§ ИСХОДНЫЙ ТЕКСТ
Тотъ методъ, котораго обыкновенно держатся сочинители, я нахожу ошибочнымъ въ самомъ его корнѣ. Мы — или беремъ тезисъ изъ исторіи, или вдохновляемся какимъ-нибудь современнымъ случаемъ, или, что́ гораздо лучше, измышляемъ сочетанія поразительныхъ событій, долженствующихъ составить только базисъ разсказа, и затѣмъ стараемся мысленно ввести описанія, разговоры и свои личные комментаріи въ тѣхъ мѣстахъ, гдѣ недостатокъ фактовъ и дѣйствія представитъ къ тому удобный случай.
Я предпочитаю начинать съ соображеній объ эффектѣ. Имѣя всегда въ виду оригинальность (ибо тотъ измѣняетъ самому себѣ, кто рискуетъ обойтись безъ такого очевиднаго и легкаго способа быть интереснымъ), я прежде всего говорю себѣ: между безчисленными эффектами или впечатлѣніями, которымъ сердце, умъ или, говоря общѣе, душа способна подчиняться, какой эффектъ въ данномъ случаѣ изберу я? Выбравъ сюжетъ романа, я затѣмъ стремлюсь создать какой-нибудь поразительный эффектъ, и соображаю, какимъ способомъ лучше его достигнуть: извѣстнымъ ли сочетаніемъ событій, или особеннымъ тономъ разсказа, — обыденными происшествіями и необычайнымъ тономъ, — или необыкновенными происшествіями и обыденнымъ тономъ, — или равною степенью необычайности и въ событіяхъ и въ тонѣ, — и тогда я ищу вокругъ себя или, вѣрнѣе, въ себѣ самомъ такого сочетанія фактовъ и манеры изложенія, которое было бы наиболѣе способно произвести требуемый эффектъ.
Я часто думаю о томъ, какой бы интересъ представляло признаніе автора, который бы захотѣлъ, т.-е., скорѣе, могъ разсказать шагъ за шагомъ всѣ тѣ процессы, черезъ которые проходило какое-либо изъ его произведеній, пока оно достигло своей окончательной формы. Я затрудняюсь сказать, почему такой трудъ никогда не былъ предложенъ публикѣ, — но, быть можетъ, этотъ пробѣлъ объясняется авторскимъ самолюбіемъ болѣе, чѣмъ какой-либо другой причиной. Большинство писателей — поэты въ особенности — предпочитаютъ, чтобы всѣ думали, что они сочиняютъ подъ вліяніемъ наитія свыше, въ минуту ясновидѣнія и экстаза — и они положительно содрогнулись бы при мысли, что публикѣ будетъ дозволено заглянуть за кулисы и — увидѣть тамъ неопредѣленные и съ трудомъ выработанные зародыши мысли, обнаружить, что истинные выводы были схвачены только въ послѣднюю минуту, подсмотрѣть безчисленные проблески идеи, которая долго не показывалась во всей полнотѣ, — замѣтить, что вполнѣ созрѣвшая мысль часто отбрасывалась вслѣдствіе ея невыразимости; имѣть возможность наблюдать осторожность автора въ выборѣ и въ исключеніяхъ, досадливость помарокъ и приписокъ — словомъ, увидѣть колеса, цѣпи и блоки для перемѣны декорацій, — пѣтушиныя перья, румяны и мушки, которыя въ девяносто-девяти случаяхъ на сто составляютъ принадлежность каждаго литературнаго гистріона.

§ ЗАДАНИЕ
С каких соображений, согласно исходному тексту, предпочтительно начинать работу над сочинением?

§ РАЗДЕЛ ДАННЫХ
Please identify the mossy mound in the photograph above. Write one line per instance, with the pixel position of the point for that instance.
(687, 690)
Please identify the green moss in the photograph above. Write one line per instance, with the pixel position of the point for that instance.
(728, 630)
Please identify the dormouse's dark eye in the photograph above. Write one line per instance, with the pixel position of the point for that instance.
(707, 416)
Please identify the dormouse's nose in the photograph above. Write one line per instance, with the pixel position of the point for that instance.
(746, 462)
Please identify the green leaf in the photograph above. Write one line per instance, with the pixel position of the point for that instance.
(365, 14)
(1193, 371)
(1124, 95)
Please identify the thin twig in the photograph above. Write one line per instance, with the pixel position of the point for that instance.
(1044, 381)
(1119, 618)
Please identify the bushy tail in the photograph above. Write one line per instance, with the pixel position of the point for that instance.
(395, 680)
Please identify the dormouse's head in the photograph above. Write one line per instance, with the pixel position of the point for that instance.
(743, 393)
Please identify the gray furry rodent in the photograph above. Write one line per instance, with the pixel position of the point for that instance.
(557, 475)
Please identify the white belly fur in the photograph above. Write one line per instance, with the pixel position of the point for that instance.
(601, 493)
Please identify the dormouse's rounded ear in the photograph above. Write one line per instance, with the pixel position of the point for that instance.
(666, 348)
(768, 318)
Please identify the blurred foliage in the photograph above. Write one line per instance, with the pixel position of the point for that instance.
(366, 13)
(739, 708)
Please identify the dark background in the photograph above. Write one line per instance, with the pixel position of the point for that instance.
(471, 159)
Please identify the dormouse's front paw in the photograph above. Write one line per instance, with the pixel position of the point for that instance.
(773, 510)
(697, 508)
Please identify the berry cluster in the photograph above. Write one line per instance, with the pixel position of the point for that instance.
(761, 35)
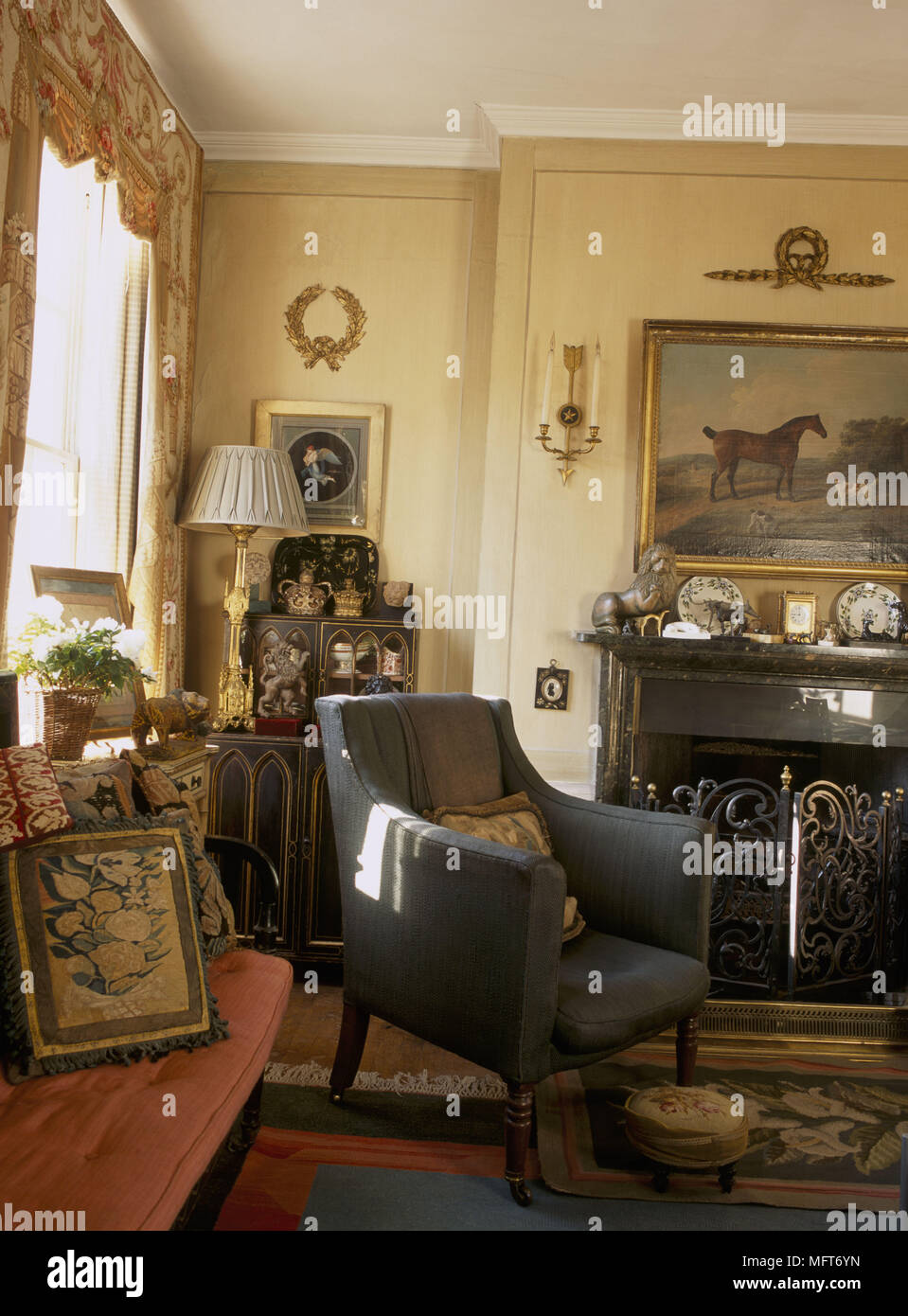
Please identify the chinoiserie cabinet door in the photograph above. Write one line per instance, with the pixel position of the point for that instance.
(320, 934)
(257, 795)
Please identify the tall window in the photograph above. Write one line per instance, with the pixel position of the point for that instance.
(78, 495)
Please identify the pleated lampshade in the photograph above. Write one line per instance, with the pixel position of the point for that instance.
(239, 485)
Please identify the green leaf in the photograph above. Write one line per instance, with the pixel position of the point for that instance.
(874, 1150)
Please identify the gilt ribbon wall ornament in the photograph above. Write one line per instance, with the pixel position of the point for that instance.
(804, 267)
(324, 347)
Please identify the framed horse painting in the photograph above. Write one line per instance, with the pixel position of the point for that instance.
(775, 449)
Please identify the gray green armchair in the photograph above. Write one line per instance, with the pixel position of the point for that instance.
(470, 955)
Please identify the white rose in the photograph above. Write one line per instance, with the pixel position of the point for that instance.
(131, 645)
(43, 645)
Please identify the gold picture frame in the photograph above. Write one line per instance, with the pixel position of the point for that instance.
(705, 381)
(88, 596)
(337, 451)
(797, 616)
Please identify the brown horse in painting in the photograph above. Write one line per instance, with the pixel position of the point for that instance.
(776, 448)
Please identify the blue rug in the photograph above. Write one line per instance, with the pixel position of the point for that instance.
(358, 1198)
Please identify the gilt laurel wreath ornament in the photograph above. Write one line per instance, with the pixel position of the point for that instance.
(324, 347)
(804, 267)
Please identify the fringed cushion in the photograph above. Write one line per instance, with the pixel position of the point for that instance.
...
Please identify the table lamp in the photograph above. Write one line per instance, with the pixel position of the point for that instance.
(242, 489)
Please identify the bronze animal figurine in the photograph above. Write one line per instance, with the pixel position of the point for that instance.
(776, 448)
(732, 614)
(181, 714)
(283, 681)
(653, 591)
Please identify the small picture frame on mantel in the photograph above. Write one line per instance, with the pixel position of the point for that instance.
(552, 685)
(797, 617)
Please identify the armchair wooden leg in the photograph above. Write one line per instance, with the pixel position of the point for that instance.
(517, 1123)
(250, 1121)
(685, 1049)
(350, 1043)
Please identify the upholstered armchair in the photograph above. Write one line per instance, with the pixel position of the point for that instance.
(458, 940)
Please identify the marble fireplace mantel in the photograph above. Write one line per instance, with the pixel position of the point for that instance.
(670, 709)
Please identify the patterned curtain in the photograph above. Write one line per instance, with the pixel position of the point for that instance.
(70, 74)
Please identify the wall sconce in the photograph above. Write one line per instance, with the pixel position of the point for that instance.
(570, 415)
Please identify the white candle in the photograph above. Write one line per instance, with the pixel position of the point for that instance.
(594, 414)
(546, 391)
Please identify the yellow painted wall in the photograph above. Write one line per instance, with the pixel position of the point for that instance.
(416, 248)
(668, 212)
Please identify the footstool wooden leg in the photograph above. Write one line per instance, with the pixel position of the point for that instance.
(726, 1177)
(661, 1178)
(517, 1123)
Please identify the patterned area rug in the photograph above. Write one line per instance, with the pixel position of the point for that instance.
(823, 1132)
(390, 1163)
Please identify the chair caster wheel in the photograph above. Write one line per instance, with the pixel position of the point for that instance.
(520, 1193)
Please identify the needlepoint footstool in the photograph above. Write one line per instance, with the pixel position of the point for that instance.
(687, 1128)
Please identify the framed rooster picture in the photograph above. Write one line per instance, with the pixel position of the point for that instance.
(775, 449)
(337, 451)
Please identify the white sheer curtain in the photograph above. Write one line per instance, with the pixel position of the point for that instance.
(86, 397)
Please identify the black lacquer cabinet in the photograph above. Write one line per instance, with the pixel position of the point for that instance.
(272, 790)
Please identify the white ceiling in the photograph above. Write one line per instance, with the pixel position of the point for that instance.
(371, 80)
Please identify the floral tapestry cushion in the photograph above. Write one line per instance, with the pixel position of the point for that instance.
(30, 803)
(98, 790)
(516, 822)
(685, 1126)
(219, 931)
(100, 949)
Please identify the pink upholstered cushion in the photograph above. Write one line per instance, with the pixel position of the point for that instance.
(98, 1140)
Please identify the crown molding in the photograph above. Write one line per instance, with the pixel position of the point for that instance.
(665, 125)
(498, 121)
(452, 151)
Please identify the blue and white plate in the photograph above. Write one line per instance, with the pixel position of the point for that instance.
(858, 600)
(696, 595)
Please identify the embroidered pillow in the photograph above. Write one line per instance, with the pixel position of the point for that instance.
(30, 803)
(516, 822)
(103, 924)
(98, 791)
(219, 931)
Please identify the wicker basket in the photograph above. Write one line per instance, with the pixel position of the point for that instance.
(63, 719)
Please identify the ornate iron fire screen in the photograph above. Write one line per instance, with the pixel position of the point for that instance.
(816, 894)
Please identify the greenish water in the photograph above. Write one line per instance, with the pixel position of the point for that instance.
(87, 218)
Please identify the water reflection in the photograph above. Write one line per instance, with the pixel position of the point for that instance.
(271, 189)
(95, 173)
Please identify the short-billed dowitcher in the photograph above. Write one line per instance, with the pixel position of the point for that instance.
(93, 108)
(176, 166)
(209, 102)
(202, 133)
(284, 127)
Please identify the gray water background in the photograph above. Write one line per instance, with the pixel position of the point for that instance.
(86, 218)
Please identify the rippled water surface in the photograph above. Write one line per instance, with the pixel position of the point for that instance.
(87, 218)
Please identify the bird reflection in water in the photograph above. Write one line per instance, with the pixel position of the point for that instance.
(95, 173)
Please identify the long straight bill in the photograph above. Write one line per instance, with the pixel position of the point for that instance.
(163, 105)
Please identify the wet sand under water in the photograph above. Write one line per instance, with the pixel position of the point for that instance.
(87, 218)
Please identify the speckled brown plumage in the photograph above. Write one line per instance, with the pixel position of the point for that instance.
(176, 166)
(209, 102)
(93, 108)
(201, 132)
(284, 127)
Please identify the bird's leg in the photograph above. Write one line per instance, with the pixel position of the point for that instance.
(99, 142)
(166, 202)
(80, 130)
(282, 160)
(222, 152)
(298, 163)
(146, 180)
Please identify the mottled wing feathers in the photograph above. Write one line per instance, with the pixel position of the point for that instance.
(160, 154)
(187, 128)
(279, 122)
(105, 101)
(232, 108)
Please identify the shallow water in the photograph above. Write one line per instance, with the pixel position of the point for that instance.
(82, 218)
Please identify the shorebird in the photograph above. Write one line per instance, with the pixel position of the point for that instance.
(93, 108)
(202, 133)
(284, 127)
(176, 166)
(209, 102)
--
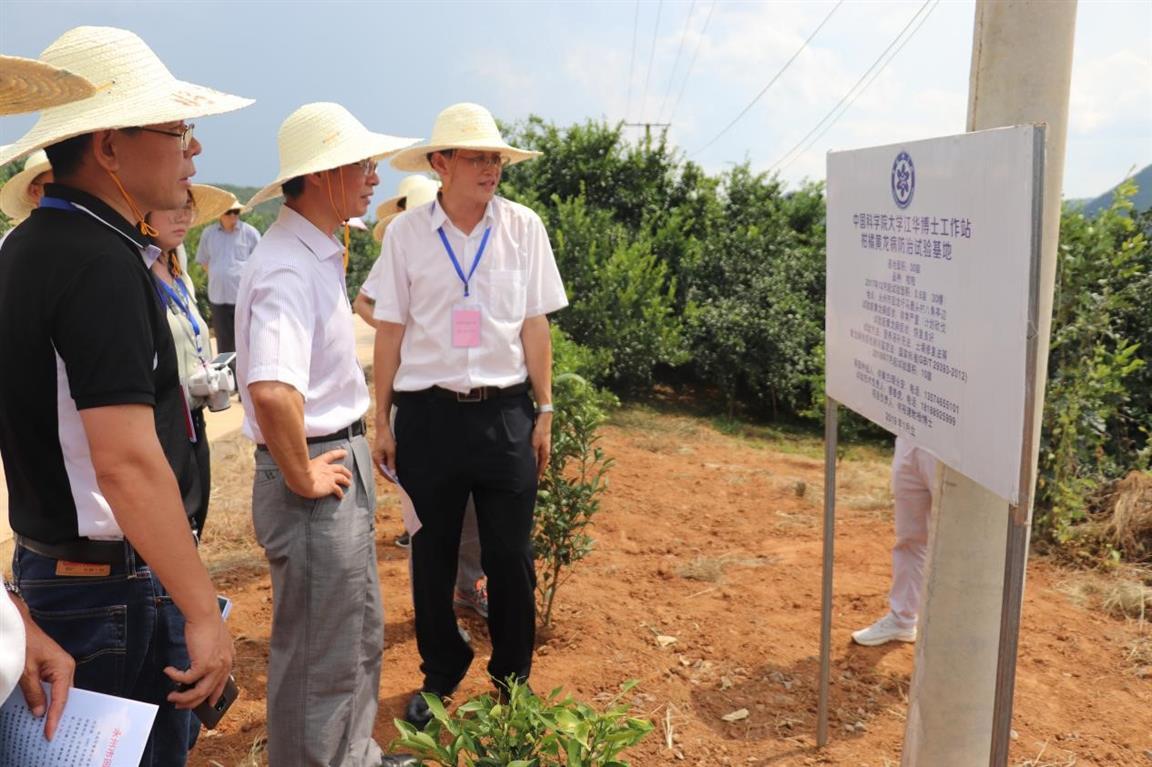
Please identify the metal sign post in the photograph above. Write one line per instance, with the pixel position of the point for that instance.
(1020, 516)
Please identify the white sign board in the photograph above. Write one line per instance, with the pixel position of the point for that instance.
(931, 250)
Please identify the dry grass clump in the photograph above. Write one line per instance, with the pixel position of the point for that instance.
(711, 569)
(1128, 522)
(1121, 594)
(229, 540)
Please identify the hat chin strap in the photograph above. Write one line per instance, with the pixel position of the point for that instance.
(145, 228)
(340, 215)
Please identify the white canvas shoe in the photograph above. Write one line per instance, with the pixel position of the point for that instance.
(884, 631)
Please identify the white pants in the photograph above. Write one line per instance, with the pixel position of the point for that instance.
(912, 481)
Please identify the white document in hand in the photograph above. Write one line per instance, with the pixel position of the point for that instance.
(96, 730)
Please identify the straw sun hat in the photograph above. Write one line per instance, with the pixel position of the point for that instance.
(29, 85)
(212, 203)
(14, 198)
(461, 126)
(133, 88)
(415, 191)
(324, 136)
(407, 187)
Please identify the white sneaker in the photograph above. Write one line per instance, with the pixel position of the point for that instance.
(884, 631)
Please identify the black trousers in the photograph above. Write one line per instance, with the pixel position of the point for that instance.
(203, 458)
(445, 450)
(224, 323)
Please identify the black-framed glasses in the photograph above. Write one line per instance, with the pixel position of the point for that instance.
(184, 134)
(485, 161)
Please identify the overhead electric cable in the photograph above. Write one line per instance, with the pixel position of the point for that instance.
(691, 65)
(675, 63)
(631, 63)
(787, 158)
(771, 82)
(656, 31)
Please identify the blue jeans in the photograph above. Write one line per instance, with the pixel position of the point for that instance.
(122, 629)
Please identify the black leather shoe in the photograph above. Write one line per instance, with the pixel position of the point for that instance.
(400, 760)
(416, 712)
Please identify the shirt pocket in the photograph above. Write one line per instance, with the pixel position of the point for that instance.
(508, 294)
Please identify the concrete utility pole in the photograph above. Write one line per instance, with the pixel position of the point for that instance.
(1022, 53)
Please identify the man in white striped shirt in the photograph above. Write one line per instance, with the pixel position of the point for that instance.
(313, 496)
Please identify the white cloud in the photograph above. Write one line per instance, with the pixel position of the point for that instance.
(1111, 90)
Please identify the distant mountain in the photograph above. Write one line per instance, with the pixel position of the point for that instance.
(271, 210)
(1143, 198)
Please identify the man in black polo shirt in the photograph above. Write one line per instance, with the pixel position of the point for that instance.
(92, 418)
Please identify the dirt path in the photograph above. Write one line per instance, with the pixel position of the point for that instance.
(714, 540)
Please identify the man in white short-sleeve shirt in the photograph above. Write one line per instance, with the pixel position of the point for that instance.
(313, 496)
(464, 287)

§ ОТВЕТ К ЗАДАНИЮ
С соображений об эффекте.